South Korean investigators search factory ruins after fire kills 23

Forensic and other experts were combing through the charred ruins of a factory building near South Korea’s capital on Tuesday to find the cause of a devastating fire that killed 23 people, mostly Chinese migrant workers, in one of the country’s deadliest blazes in years.

More than 100 people were working at the factory in Hwaseong city, just south of Seoul, when the fire tore through it on Monday morning.

Security cameras showed smoke engulfing the second floor of the factory, soon after sparks were detected from a site where lithium batteries were stored, fire officials said.

One victim was pronounced dead at a hospital, and fire workers retrieved 21 bodies from the factory during Monday. An additional body was recovered on Tuesday.

South Korea Fire
Members of the National Forensic Service at the scene of the battery factory fire in Hwaseong, South Korea (Lee Jin-man/AP)

Many Chinese people, including ethnic Koreans, have migrated to South Korea to find jobs since China and South Korea established diplomatic ties in 1992.

Like other migrant laborers from Southeast Asian countries, they often work in factories, construction sites and restaurants, engaging in the so-called “difficult, dangerous and dirty” jobs that are shunned by more affluent South Koreans.

Chinese Ambassador Xing Haiming visited the factory site on Monday night and reportedly expressed condolences to the victims.

South Korea Fire
Rescuers search for missing people after the factory fire (Lee Jin-man/AP)

One factory worker remained out of contact, but officials said the body discovered on Tuesday is likely to be that person.

Eight others were injured, with two of them in a serious condition.

In a Cabinet Council meeting on Tuesday, Prime Minister Han Duck-soo instructed officials to provide support to bereaved families over funerals and compensation issues.

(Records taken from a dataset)

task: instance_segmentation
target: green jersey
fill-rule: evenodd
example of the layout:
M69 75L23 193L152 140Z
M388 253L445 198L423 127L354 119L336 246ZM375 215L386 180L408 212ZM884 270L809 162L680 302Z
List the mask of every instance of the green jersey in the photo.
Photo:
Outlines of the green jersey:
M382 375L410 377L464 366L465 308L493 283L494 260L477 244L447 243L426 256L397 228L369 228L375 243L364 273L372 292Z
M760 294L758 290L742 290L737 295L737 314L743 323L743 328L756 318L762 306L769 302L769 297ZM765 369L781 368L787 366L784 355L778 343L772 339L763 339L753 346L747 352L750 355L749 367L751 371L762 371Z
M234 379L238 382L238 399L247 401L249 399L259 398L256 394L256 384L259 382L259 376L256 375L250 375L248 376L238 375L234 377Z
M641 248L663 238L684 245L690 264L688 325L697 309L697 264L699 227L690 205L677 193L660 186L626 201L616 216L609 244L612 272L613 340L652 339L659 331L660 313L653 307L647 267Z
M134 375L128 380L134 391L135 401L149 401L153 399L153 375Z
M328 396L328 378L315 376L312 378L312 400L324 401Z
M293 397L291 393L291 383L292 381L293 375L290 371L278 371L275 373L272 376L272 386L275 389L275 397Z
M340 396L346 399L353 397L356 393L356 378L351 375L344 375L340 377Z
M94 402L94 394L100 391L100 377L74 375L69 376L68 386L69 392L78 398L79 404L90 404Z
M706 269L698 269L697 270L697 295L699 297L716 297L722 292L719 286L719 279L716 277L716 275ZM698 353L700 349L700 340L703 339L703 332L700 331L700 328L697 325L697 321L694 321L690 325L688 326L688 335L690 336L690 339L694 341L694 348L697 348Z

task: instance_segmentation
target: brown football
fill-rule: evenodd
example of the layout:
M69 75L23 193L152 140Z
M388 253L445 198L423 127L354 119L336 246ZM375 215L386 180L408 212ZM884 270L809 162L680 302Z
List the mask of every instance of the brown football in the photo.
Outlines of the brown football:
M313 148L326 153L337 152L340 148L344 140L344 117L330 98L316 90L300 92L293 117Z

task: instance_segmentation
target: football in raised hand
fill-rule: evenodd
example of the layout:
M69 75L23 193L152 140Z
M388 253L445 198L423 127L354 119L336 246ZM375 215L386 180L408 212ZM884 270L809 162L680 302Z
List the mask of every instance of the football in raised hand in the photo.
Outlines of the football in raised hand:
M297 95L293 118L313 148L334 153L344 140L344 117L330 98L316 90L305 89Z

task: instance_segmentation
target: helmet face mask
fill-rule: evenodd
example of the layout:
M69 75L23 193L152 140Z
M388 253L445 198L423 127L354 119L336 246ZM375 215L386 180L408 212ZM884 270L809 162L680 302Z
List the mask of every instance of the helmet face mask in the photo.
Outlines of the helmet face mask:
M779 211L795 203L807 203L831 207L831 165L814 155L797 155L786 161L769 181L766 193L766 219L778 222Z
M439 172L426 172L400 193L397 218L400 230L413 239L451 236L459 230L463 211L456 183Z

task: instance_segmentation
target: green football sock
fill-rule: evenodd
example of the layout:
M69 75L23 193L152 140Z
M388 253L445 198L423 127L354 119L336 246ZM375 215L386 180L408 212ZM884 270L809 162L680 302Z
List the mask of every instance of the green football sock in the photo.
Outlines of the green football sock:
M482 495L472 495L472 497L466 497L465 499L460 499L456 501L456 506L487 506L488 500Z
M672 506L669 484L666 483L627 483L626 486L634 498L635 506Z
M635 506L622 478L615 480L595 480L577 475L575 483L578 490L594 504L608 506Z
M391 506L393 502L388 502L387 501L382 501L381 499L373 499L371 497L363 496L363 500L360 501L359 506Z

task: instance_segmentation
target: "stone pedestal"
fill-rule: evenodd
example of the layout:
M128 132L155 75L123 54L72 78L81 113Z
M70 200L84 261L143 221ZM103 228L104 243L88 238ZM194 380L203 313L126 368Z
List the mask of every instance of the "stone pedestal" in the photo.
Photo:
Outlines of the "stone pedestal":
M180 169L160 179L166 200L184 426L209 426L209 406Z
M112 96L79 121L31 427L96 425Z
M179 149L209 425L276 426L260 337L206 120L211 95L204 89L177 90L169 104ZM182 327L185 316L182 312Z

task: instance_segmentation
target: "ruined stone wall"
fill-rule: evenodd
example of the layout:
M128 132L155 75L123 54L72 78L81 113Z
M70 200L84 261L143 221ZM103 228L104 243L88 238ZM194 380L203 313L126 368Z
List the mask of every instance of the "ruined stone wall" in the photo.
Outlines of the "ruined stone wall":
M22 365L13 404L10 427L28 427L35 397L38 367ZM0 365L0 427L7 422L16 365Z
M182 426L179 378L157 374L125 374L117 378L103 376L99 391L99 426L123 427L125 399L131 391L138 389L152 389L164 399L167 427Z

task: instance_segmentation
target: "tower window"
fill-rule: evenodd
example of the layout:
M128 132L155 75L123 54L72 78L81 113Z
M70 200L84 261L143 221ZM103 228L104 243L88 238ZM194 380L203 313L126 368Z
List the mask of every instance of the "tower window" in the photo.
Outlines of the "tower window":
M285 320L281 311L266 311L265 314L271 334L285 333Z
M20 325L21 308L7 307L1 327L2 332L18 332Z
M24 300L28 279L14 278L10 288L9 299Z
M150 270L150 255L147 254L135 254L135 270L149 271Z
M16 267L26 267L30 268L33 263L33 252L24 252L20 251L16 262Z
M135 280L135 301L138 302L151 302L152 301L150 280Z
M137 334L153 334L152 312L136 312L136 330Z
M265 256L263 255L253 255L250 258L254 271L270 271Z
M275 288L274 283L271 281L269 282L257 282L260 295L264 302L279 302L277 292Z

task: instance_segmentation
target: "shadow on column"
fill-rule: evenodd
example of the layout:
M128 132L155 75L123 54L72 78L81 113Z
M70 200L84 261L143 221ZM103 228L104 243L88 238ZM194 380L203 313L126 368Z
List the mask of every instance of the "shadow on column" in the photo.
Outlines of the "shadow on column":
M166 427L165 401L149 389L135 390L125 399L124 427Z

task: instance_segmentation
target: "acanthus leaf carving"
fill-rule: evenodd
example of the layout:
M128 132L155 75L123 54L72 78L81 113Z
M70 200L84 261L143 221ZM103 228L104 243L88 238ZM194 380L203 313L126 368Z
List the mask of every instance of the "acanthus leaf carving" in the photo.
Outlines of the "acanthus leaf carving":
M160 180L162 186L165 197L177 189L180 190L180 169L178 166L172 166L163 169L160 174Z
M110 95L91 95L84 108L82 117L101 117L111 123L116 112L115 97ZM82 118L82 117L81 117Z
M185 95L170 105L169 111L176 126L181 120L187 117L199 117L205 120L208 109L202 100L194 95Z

* **Required work**
a - In the Hwaseong fire article, shorten the paragraph that begins "One victim was pronounced dead" into a short bulleted list that keeps its main facts.
b - Answer these questions using the Hwaseong fire article:
(i) How many people were working at the factory when the fire broke out?
(ii) In what year did China and South Korea establish diplomatic ties?
(iii) How many people were injured, and how many of them were in a serious condition?
c - Return, word for word, the part of the Hwaseong fire article that opens with the words containing "In a Cabinet" and closes with "and compensation issues.".

* **Expected responses**
a -
- One victim died at a hospital.
- Fire workers recovered 21 bodies from the factory on Monday.
- One more body was recovered on Tuesday.

b -
(i) More than 100 people.
(ii) 1992.
(iii) Eight were injured, and two of them were in a serious condition.

c -
In a Cabinet Council meeting on Tuesday, Prime Minister Han Duck-soo instructed officials to provide support to bereaved families over funerals and compensation issues.